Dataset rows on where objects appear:
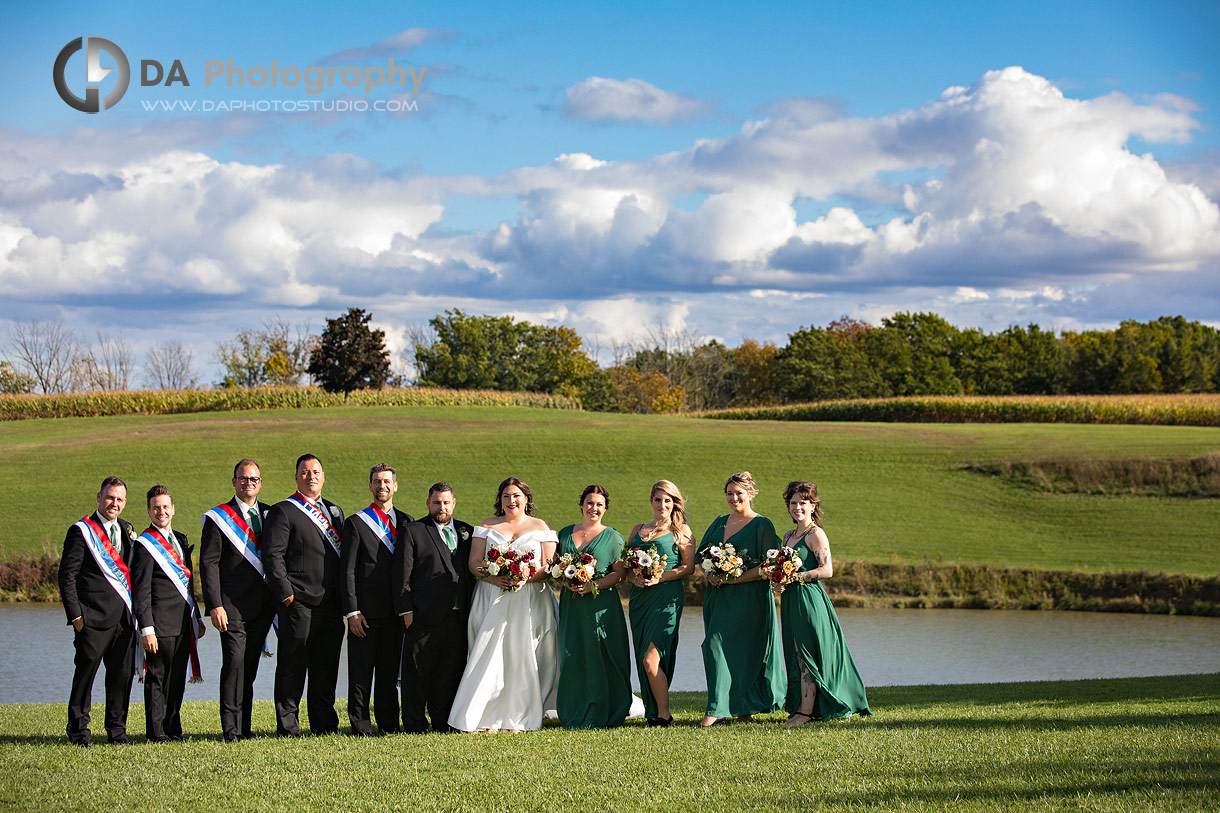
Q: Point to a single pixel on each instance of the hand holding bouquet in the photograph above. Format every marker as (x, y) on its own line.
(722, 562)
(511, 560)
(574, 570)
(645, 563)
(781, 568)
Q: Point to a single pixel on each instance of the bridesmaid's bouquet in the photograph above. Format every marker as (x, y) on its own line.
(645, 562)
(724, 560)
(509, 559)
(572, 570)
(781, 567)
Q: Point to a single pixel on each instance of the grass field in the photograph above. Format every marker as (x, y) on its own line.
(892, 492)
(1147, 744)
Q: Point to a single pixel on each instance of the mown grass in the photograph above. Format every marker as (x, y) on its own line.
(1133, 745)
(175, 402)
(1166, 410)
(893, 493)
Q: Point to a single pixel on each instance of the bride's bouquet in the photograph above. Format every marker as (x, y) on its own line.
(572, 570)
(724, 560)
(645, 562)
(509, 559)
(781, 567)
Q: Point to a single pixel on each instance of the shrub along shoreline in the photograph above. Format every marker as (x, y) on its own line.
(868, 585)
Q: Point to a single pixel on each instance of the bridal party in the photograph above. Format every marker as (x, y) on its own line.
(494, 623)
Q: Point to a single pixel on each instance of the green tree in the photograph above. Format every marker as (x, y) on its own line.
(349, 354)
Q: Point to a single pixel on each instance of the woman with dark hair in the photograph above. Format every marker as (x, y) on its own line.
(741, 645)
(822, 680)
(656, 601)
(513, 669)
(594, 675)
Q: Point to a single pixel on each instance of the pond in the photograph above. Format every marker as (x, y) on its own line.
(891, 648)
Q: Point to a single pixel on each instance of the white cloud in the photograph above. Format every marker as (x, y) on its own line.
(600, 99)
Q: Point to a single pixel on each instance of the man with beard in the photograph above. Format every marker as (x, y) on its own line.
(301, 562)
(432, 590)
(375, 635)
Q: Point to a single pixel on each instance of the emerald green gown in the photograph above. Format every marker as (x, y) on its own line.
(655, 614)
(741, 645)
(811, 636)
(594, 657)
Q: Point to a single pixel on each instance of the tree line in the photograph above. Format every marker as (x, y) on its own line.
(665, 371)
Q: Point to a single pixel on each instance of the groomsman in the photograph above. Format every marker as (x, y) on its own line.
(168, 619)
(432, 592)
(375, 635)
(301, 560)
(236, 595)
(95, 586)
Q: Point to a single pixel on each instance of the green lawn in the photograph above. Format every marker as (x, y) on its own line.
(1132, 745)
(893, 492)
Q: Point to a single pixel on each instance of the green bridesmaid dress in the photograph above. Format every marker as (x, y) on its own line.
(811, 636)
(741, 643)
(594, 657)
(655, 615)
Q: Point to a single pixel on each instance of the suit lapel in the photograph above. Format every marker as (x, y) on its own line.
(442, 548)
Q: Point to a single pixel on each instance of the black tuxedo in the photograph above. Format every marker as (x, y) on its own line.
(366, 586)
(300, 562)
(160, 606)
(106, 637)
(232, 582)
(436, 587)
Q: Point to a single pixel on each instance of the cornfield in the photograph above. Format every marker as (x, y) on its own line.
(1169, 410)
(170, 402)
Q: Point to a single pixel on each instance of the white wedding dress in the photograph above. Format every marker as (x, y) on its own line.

* * *

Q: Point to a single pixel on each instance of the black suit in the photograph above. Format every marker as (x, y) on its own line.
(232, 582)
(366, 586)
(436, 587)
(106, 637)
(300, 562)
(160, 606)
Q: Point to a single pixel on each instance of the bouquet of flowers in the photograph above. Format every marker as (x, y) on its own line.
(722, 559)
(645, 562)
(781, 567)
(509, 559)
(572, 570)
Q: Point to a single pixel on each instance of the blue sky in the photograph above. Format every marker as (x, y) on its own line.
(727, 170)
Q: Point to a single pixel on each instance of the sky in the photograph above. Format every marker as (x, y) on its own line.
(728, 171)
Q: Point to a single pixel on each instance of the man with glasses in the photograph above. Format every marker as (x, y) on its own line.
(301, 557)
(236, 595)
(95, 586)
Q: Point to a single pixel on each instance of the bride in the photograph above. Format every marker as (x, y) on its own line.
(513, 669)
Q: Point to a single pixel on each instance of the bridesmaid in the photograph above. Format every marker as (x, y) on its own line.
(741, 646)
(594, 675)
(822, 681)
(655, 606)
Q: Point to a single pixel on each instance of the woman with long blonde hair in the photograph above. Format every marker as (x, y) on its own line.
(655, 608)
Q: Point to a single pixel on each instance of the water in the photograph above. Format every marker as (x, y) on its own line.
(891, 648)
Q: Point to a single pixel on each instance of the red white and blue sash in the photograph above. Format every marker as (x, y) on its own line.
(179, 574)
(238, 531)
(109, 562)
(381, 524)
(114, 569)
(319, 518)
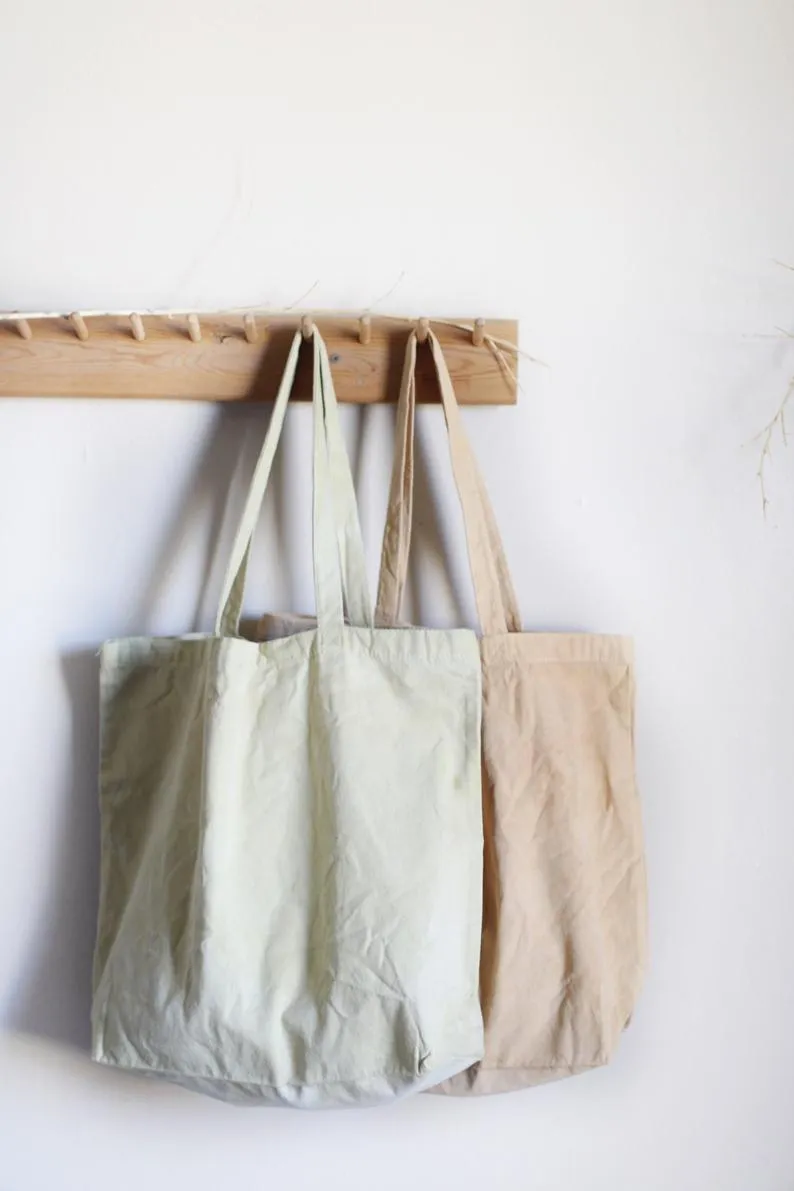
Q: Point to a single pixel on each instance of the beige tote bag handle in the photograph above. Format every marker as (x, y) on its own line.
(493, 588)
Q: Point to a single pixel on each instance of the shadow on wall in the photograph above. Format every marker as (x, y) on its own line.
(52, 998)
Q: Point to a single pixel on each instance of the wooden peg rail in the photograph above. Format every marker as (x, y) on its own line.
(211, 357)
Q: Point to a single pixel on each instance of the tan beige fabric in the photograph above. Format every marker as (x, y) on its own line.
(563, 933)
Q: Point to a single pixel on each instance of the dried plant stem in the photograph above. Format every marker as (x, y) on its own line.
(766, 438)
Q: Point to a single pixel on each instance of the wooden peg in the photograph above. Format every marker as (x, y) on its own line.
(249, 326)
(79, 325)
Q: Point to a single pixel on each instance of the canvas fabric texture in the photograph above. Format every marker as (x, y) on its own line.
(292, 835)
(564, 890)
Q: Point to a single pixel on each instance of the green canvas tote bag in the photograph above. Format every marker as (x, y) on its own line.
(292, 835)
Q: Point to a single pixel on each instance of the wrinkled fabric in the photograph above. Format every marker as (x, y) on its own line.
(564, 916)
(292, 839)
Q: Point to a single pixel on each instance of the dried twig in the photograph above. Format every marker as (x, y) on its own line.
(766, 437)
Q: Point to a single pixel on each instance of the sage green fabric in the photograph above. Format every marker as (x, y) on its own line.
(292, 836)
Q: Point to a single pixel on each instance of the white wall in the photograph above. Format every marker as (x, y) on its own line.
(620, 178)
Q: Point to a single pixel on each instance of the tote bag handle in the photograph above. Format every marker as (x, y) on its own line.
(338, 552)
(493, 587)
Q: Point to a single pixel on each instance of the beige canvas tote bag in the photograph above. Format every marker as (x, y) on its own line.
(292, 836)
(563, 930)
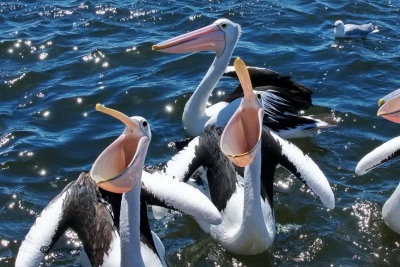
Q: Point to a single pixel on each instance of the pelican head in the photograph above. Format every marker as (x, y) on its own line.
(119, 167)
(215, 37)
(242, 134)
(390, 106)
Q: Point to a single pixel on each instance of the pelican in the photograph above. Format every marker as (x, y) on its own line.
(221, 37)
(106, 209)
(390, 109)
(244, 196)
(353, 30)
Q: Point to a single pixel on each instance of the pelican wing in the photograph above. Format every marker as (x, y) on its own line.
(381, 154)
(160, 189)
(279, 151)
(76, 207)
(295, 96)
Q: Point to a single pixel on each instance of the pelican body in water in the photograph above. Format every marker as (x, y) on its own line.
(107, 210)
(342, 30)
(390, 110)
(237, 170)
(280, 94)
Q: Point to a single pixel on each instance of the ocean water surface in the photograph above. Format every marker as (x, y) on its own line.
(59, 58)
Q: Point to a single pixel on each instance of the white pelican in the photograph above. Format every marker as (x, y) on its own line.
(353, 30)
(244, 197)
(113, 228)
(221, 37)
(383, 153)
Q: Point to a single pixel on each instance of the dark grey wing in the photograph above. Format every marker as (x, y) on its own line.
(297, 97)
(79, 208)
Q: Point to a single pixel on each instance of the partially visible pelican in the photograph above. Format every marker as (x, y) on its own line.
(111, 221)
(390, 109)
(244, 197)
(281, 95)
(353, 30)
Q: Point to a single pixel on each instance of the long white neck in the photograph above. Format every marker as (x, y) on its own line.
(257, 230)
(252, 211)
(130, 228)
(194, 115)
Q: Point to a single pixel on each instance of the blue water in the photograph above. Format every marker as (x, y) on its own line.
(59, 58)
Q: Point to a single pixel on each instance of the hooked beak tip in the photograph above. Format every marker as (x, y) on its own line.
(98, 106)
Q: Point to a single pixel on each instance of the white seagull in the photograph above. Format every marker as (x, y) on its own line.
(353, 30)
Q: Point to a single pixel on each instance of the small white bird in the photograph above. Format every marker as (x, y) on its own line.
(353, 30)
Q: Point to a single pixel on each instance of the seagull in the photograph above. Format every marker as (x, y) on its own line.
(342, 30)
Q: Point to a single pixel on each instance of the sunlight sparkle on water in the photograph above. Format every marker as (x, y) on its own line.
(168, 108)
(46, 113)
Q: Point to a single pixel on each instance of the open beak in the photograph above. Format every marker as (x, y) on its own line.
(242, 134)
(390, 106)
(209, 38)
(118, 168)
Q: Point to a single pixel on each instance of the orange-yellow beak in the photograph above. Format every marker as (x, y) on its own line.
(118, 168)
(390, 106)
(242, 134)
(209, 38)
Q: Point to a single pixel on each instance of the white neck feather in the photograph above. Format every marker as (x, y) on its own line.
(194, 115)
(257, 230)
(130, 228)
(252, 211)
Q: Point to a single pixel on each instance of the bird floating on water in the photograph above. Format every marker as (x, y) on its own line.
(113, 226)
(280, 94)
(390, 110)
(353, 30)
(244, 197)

= EXERCISE DETAILS =
Filter the rows above and copy every line that contains the word "hair".

= EXERCISE RESULT =
Q: Point to a single pixel on each instance of the woman with dark hair in the photograph above. Format every marker as (x, y) on its own line.
Q: Point to a single pixel on each instance of the woman with long blonde hair in the photograph above. Format every marker as (x, y) on its own line.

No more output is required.